Find code samples that use that API, then study them.

Why?

Unlike unit tests or reading the API inline documentation, code samples showcase an entire use-case for that API, start to finish. You can see precisely what the inputs and outputs are, and you can usually understand from the context what it is supposed to do. Even more complicated APIs can be deciphered this way, since you see the entire picture. It also makes sense - you are not concerned with internal library implementation details or how to test it, you are concerned with how to use the API, so you look at other programs that do that.

Where to find code samples featuring usage of the API?

Naturally the only code you will be able to find is open-source code. A good way to find relevant samples is to use a search engine for open-source code, such as Github Search or Koders. Another way to try and identify other project from the library's author, which are likely to use it.

Finally, you could also use sites such as Stackoverflow to ask for a code sample for a specific use-case, e.g. "how do I transmogrify zebras from low-quality to high-quality with the ZebraTransmogrifierHD library?"... or you could find existing questions there that ask for how to accomplish things.

To be done:
1: Reproduce the passage on studying code samples word for word, in full.
2: Rewrite the entries from the line containing "job: provide the outline of every instance of the rear" through the line containing "POLYGON ((378 64, 398", changing "exterior ring" to "outer ring" and leaving everything else unchanged. Give back only those lines.

Given information:
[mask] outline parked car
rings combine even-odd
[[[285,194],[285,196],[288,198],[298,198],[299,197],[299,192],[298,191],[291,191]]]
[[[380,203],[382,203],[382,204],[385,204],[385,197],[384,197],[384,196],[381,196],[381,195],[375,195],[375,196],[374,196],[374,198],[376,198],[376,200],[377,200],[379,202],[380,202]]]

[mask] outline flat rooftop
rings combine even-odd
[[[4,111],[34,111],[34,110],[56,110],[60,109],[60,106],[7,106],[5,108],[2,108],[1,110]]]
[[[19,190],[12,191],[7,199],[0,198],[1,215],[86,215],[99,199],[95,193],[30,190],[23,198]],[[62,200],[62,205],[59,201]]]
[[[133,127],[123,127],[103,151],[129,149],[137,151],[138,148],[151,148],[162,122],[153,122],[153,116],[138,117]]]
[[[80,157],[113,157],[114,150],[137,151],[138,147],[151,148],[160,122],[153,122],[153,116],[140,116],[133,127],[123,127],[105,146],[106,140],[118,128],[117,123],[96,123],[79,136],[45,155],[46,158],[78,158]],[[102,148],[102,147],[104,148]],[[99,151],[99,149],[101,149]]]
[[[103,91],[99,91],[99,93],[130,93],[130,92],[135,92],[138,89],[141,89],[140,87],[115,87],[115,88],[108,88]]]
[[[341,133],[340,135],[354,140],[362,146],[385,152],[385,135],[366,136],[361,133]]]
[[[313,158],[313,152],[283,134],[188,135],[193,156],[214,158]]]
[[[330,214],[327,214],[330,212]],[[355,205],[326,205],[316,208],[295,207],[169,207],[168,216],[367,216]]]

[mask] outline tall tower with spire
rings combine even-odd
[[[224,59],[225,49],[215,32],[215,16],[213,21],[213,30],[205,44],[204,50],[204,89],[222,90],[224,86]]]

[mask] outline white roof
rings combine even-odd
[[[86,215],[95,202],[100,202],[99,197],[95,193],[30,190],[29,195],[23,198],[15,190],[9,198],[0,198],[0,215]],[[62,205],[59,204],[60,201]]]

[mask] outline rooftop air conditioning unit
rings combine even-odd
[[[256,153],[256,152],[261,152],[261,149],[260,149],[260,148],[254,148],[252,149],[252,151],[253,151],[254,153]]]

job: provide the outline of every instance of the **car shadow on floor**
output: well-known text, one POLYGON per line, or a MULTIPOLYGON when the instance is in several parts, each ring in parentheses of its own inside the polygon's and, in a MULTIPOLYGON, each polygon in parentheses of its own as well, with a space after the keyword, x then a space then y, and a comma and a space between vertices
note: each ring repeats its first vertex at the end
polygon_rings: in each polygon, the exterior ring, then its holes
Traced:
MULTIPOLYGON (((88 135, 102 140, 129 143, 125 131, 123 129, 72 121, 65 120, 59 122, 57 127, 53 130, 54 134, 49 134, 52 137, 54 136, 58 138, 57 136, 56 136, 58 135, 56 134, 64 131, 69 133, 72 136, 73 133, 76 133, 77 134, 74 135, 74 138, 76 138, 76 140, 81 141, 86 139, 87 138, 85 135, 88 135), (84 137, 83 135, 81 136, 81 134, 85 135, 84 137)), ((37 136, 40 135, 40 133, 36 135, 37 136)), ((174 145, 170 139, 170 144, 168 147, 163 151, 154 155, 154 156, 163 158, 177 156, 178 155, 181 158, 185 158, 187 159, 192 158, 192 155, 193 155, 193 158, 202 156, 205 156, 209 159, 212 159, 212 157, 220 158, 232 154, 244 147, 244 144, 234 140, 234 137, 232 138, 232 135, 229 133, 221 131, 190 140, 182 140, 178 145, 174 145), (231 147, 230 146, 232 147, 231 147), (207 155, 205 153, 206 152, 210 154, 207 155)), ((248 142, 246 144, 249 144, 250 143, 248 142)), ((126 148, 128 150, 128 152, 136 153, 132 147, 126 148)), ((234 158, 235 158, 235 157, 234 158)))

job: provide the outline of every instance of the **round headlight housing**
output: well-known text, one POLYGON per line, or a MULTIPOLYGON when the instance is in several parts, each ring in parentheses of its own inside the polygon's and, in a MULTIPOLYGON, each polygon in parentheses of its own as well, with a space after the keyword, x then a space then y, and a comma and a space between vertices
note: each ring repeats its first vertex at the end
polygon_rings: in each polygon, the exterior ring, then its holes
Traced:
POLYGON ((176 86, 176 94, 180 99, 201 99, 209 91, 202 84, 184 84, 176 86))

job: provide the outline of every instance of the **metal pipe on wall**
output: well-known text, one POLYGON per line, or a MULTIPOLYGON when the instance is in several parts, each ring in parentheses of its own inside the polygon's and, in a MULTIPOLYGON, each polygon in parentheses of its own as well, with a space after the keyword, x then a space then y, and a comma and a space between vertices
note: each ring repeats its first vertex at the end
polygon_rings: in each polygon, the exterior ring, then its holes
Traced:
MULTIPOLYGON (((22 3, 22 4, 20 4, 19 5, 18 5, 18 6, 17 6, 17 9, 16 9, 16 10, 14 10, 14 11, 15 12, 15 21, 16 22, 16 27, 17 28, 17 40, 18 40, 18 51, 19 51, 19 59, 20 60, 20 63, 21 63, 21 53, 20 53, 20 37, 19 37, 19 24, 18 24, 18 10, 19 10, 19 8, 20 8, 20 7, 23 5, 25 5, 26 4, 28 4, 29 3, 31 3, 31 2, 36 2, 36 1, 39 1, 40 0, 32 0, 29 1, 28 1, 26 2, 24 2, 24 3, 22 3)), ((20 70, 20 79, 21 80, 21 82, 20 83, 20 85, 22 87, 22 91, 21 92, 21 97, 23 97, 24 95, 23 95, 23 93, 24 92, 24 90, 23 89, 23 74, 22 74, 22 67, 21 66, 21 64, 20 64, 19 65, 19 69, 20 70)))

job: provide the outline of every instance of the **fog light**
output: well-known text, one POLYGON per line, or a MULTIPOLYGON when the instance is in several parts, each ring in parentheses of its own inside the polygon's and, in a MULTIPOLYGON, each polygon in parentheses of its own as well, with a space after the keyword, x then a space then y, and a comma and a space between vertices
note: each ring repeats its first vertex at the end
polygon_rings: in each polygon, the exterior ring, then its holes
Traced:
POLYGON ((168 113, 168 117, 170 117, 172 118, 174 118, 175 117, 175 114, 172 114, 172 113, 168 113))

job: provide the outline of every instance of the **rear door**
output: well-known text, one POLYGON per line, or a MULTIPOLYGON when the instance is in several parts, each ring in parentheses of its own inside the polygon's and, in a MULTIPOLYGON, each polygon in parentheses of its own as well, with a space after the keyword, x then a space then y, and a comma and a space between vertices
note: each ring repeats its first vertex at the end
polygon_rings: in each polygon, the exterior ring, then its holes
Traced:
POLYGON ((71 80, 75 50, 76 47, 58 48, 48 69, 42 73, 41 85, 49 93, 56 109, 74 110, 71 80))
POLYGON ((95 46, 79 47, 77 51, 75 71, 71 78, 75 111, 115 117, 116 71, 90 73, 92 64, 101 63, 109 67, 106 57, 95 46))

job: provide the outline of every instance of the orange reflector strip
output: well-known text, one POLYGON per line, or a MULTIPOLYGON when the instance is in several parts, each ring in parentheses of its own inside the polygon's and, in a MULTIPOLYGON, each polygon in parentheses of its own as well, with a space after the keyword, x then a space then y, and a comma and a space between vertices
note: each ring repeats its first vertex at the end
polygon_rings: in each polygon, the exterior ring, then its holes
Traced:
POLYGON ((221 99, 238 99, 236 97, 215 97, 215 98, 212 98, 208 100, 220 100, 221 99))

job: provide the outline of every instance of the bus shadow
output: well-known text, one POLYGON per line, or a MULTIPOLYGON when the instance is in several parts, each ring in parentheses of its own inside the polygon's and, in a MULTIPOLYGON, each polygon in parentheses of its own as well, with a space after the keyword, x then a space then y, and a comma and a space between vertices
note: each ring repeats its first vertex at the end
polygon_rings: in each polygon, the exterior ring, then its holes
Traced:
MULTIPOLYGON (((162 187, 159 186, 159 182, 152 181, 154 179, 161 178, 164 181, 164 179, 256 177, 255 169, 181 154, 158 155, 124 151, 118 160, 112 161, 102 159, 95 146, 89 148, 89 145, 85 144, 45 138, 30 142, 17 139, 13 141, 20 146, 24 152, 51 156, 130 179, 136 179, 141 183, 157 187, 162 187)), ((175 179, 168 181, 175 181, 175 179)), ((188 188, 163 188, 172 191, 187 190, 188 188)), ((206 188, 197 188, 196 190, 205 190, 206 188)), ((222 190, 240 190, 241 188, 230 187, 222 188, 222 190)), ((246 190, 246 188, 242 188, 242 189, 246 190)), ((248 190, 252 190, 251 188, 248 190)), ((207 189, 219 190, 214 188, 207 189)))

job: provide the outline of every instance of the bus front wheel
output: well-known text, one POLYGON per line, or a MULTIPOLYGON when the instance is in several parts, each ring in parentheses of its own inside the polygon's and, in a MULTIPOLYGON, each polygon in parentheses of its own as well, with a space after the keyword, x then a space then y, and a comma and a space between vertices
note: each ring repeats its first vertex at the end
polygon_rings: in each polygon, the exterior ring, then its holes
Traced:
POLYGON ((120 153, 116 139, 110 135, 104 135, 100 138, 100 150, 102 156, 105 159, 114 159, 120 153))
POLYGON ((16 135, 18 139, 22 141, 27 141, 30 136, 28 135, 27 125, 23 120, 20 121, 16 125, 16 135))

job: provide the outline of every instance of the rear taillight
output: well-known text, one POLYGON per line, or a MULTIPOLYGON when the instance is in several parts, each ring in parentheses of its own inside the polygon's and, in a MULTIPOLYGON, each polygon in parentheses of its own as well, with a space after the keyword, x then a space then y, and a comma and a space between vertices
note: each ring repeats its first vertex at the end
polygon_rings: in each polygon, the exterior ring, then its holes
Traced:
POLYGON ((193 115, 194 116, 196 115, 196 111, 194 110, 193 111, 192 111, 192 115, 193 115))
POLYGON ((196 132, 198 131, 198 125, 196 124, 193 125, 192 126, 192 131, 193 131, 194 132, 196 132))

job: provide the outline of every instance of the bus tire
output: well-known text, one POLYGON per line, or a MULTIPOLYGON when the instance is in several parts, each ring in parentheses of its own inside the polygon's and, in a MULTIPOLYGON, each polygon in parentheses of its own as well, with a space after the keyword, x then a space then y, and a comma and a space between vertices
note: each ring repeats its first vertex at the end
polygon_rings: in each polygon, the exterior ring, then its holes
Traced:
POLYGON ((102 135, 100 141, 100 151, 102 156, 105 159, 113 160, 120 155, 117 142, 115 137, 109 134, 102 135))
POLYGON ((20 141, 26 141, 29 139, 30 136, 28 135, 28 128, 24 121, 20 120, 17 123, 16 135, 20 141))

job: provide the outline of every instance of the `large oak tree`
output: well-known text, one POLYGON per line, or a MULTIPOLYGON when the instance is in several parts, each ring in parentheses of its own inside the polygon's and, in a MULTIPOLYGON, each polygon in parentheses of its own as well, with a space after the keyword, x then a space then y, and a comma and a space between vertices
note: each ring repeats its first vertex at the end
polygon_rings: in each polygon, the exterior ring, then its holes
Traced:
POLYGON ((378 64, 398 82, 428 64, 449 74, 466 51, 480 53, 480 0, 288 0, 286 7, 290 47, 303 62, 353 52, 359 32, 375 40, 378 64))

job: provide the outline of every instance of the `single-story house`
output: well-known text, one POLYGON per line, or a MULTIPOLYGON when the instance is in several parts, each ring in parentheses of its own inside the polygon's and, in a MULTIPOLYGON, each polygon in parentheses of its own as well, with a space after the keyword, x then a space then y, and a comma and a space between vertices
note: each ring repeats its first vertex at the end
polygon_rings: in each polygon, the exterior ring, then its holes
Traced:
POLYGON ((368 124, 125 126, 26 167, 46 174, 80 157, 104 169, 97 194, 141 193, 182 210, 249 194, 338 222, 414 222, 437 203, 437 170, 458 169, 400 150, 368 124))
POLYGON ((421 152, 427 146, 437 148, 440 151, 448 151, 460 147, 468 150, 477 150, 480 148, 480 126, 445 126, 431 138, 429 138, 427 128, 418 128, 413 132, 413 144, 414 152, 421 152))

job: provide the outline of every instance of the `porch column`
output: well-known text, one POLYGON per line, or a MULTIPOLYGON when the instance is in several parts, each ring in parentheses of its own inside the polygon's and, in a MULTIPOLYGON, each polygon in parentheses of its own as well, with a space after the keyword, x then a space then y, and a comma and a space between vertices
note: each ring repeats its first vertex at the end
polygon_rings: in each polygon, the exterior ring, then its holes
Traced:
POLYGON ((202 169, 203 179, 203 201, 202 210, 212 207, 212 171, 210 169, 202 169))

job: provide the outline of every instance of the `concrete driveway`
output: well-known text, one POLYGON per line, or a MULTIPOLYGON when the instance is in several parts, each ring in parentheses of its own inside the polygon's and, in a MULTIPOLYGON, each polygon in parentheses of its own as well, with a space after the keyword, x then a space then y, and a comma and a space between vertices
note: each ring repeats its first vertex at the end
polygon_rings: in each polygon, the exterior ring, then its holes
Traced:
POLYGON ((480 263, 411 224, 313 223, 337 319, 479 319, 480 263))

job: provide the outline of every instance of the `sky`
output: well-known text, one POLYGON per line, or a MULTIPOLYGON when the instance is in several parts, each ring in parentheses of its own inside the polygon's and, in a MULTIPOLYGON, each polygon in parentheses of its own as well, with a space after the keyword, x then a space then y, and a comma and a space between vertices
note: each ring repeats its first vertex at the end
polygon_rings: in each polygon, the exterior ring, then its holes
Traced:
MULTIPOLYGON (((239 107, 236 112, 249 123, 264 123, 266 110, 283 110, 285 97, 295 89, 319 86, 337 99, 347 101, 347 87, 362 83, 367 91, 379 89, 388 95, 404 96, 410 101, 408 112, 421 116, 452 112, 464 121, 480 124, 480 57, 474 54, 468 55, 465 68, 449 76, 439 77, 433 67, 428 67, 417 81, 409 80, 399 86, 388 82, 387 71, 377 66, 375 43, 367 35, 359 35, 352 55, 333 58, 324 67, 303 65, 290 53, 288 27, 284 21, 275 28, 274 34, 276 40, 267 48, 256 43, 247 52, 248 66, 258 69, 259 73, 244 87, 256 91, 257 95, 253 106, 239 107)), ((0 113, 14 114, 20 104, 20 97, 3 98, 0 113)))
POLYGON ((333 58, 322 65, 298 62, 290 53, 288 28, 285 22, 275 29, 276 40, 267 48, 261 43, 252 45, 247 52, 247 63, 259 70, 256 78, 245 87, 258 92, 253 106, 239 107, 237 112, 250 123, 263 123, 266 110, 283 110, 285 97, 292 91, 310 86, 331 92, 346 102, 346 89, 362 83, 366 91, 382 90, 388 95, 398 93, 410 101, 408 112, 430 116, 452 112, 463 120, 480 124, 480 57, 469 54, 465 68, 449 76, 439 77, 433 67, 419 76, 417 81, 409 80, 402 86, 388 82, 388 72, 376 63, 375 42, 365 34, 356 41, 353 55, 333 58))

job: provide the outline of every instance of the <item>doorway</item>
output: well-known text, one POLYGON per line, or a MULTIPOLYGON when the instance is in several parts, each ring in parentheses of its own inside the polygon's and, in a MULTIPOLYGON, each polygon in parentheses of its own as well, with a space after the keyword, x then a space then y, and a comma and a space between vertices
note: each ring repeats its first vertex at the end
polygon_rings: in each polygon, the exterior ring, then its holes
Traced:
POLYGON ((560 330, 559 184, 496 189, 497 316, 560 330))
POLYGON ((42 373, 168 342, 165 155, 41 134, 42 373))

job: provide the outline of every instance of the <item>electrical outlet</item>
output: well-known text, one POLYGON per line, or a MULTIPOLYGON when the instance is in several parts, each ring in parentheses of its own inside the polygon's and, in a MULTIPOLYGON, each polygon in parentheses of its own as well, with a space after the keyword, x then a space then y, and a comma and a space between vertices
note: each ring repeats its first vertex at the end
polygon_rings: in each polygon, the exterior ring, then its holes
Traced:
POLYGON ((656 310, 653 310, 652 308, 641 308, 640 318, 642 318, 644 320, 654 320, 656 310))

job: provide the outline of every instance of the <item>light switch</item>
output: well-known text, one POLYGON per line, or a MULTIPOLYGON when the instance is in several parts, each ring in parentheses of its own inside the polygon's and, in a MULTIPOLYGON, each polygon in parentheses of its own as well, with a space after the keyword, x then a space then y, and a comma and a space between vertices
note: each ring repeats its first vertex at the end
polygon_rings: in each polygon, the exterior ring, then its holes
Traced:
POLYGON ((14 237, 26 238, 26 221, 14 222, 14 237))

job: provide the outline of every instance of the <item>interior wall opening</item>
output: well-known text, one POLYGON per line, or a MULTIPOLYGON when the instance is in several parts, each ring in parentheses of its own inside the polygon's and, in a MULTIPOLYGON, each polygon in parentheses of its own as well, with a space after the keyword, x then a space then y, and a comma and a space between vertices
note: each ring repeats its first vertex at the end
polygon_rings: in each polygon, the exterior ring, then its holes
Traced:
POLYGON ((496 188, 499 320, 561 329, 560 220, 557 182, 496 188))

Set of answers:
1:
Find code samples that use that API, then study them.

Why?

Unlike unit tests or reading the API inline documentation, code samples showcase an entire use-case for that API, start to finish. You can see precisely what the inputs and outputs are, and you can usually understand from the context what it is supposed to do. Even more complicated APIs can be deciphered this way, since you see the entire picture. It also makes sense - you are not concerned with internal library implementation details or how to test it, you are concerned with how to use the API, so you look at other programs that do that.

Where to find code samples featuring usage of the API?

Naturally the only code you will be able to find is open-source code. A good way to find relevant samples is to use a search engine for open-source code, such as Github Search or Koders. Another way to try and identify other project from the library's author, which are likely to use it.

Finally, you could also use sites such as Stackoverflow to ask for a code sample for a specific use-case, e.g. "how do I transmogrify zebras from low-quality to high-quality with the ZebraTransmogrifierHD library?"... or you could find existing questions there that ask for how to accomplish things.

2:
job: provide the outline of every instance of the rear taillight
output: well-known text, one POLYGON per line, or a MULTIPOLYGON when the instance is in several parts, each ring in parentheses of its own inside the polygon's and, in a MULTIPOLYGON, each polygon in parentheses of its own as well, with a space after the keyword, x then a space then y, and a comma and a space between vertices
note: each ring repeats its first vertex at the end
polygon_rings: in each polygon, the outer ring, then its holes
Traced:
POLYGON ((193 115, 194 116, 196 115, 196 111, 194 110, 193 111, 192 111, 192 115, 193 115))
POLYGON ((196 132, 198 131, 198 125, 196 124, 193 125, 192 126, 192 131, 193 131, 194 132, 196 132))

job: provide the outline of every instance of the bus tire
output: well-known text, one POLYGON per line, or a MULTIPOLYGON when the instance is in several parts, each ring in parentheses of its own inside the polygon's and, in a MULTIPOLYGON, each polygon in parentheses of its own as well, with a space after the keyword, x then a space then y, and a comma and a space between vertices
note: each ring repeats its first vertex at the end
polygon_rings: in each polygon, the outer ring, then its holes
Traced:
POLYGON ((102 135, 100 141, 100 151, 102 156, 105 159, 113 160, 120 155, 117 142, 115 137, 109 134, 102 135))
POLYGON ((20 141, 26 141, 29 139, 30 136, 28 135, 28 128, 24 121, 20 120, 17 123, 16 135, 20 141))

job: provide the outline of every instance of the `large oak tree`
output: well-known text, one POLYGON per line, or a MULTIPOLYGON when the instance is in several parts, each ring in parentheses of its own inside the polygon's and, in a MULTIPOLYGON, each polygon in parentheses of its own as well, with a space after the keyword, x then a space then y, and a comma and a space between vertices
note: each ring repeats its first vertex at the end
polygon_rings: in each polygon, the outer ring, then its holes
Traced:
POLYGON ((378 64, 398 82, 428 64, 449 74, 466 51, 480 53, 480 0, 288 0, 286 7, 290 47, 303 62, 353 52, 359 32, 375 40, 378 64))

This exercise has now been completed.